DIRECTIVE A – Copy the passage of the comment on label uniquification starting with "Thanks for the" and going on through "a similarly-named transform.".

# start of PAGE EXCERPT

Thanks for the PR.

I think we should follow Java and allow non-unique labels, but not provide
automatic uniquification, In particular, the danger of using a counter is
that one can get accidental (and potentially hard to check) off-by-one
collisions. As a concrete example, imagine one partitions a dataset into
two collections, each followed by a similarly-named transform.

    --> B
  /
A
 \
   --> B

Uniquification would give something like

    --> B
  /
A
 \
   --> B_2

Suppose one then realizes there's a third case to handle, giving

    --> B
  /
A --> B
 \
   --> B

But this would be uniquified to

    --> B
  /
A --> B_2
 \
   --> B_3

where the old B_2 got renamed to B_3 and a new B_2 got put in its place.

# end of PAGE EXCERPT
# start of AVAILABLE RECORDS

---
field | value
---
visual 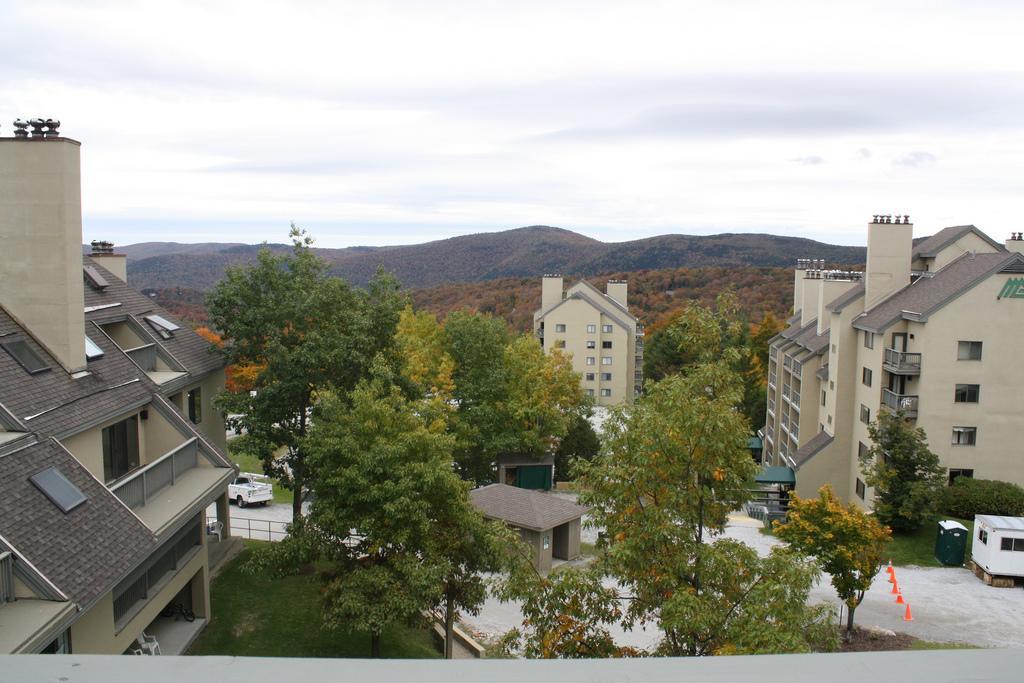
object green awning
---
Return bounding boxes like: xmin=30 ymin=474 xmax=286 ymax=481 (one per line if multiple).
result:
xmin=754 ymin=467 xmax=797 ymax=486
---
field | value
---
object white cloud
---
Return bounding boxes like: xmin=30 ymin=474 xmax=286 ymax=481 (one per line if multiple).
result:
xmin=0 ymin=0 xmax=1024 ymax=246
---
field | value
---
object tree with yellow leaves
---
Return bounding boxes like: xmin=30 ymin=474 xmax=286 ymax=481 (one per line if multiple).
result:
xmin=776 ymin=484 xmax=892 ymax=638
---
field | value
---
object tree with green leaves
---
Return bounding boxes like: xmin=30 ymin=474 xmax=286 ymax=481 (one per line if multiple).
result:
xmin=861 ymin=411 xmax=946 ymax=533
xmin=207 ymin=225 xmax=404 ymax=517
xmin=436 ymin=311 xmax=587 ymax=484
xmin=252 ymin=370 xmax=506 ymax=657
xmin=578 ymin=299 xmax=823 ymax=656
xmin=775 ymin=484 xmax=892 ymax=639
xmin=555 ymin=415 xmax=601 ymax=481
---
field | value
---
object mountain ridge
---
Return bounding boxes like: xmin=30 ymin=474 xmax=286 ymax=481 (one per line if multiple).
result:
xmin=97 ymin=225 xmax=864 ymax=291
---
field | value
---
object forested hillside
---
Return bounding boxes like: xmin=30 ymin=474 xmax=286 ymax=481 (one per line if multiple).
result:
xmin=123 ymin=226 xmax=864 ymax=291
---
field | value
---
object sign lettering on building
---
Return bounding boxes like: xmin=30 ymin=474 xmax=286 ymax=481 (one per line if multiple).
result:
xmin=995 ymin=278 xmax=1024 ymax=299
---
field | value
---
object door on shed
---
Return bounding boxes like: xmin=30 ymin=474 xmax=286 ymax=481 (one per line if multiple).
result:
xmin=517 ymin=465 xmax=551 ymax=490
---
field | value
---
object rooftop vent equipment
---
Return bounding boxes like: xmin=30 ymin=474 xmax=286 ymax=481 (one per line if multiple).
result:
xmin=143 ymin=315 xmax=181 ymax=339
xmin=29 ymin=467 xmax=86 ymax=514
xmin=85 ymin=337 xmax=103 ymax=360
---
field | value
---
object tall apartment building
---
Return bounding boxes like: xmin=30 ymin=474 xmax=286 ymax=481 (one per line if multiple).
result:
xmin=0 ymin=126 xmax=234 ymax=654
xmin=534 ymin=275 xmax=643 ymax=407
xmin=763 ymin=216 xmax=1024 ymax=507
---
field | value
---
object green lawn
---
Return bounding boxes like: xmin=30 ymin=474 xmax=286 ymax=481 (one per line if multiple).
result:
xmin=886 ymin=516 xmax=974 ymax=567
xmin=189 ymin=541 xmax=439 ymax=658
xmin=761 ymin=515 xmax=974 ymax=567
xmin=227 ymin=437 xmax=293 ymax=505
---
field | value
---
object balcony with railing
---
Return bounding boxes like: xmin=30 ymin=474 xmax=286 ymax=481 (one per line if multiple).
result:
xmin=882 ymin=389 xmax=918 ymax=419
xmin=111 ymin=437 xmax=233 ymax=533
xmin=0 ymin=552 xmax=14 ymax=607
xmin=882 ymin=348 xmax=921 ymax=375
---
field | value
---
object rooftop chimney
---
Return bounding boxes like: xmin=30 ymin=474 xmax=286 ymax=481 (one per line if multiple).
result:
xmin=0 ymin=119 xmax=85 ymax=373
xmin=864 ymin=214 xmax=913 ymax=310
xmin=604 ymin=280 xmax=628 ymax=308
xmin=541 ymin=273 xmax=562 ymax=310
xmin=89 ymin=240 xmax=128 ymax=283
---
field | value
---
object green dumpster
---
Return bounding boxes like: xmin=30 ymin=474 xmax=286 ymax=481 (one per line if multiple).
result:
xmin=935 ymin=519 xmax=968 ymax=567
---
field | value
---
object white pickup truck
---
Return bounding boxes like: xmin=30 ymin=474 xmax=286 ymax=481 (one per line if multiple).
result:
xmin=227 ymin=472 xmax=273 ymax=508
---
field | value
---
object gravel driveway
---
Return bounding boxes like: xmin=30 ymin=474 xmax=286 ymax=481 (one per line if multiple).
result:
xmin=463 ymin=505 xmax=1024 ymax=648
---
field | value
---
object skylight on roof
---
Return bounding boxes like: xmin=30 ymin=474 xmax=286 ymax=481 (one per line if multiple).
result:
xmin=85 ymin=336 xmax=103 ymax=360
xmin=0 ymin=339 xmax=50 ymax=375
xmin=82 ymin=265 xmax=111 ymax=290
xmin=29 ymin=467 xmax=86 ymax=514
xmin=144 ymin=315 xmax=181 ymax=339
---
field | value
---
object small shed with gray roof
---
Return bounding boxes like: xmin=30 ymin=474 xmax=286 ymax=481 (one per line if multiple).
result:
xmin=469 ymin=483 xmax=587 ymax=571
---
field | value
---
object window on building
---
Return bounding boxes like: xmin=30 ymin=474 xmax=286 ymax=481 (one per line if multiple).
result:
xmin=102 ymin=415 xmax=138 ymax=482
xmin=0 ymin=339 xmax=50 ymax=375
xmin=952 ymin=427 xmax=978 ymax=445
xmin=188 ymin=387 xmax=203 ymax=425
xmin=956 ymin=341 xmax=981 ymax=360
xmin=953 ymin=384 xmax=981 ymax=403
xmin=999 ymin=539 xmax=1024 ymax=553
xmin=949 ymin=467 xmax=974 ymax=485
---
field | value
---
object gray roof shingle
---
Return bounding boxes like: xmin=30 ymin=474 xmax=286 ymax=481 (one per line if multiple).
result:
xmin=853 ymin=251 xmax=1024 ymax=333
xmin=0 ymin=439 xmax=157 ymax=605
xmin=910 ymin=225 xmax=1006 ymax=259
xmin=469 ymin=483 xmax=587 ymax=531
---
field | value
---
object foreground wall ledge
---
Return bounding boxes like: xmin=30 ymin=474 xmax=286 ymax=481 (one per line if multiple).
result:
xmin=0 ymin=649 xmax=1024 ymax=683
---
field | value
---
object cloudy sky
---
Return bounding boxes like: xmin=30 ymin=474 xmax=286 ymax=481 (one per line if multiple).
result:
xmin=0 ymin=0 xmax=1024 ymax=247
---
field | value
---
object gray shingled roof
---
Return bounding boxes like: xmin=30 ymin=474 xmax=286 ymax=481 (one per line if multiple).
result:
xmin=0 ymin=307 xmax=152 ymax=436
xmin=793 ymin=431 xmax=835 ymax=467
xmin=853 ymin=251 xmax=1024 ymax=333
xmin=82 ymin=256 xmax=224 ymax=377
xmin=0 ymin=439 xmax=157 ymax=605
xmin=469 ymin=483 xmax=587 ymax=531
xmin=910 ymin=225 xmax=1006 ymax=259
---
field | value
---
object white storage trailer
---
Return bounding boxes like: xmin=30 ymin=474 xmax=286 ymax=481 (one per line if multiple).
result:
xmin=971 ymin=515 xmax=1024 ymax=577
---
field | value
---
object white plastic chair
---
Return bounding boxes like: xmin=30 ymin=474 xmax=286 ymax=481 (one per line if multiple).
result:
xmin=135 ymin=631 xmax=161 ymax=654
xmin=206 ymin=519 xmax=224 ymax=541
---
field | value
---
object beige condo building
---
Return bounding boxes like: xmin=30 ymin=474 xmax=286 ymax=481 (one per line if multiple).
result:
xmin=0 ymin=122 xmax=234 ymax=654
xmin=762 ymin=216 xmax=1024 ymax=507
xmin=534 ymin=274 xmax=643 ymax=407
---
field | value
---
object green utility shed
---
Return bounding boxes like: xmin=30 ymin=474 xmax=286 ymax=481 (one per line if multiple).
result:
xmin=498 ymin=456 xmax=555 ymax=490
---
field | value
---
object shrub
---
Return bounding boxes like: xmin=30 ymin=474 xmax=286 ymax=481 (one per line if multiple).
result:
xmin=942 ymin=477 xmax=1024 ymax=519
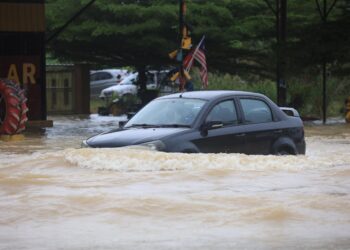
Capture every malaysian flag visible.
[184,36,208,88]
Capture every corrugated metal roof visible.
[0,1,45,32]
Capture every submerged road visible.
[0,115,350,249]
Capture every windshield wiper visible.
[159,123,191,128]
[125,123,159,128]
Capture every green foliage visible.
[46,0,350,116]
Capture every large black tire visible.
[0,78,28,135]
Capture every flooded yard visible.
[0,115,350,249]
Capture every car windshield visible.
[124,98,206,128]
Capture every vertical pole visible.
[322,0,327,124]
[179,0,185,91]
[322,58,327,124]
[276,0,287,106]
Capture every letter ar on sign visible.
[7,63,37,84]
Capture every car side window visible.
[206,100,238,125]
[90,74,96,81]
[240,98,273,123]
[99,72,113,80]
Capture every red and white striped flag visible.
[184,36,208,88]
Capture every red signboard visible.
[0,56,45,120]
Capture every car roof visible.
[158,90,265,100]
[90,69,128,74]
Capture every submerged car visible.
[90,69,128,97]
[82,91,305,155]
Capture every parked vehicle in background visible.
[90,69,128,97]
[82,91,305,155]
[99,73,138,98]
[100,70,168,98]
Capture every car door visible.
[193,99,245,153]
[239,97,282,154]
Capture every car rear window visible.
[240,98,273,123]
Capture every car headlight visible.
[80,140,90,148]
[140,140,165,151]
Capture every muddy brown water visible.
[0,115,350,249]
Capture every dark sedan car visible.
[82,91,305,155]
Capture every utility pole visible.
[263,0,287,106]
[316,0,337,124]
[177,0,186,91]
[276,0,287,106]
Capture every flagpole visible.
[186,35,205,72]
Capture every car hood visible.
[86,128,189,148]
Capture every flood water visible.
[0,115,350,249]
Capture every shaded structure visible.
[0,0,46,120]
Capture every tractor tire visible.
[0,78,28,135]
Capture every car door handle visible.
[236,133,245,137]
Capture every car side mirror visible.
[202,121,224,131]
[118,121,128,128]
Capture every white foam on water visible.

# end of AVAILABLE RECORDS

DIRECTIVE B – In the listing, starting at its first line and going on through the line with "xmin=754 ymin=467 xmax=797 ymax=486", replace "green awning" with "blue awning" and change nothing else. Give only those lines, leaving the pictures out.

TASK RESULT A –
Thanks for the PR.

I think we should follow Java and allow non-unique labels, but not provide
automatic uniquification, In particular, the danger of using a counter is
that one can get accidental (and potentially hard to check) off-by-one
collisions. As a concrete example, imagine one partitions a dataset into
two collections, each followed by a similarly-named transform.

TASK RESULT B –
---
field | value
---
visual 
object blue awning
---
Return bounding boxes like: xmin=30 ymin=474 xmax=286 ymax=481 (one per line if multiple).
result:
xmin=754 ymin=467 xmax=797 ymax=486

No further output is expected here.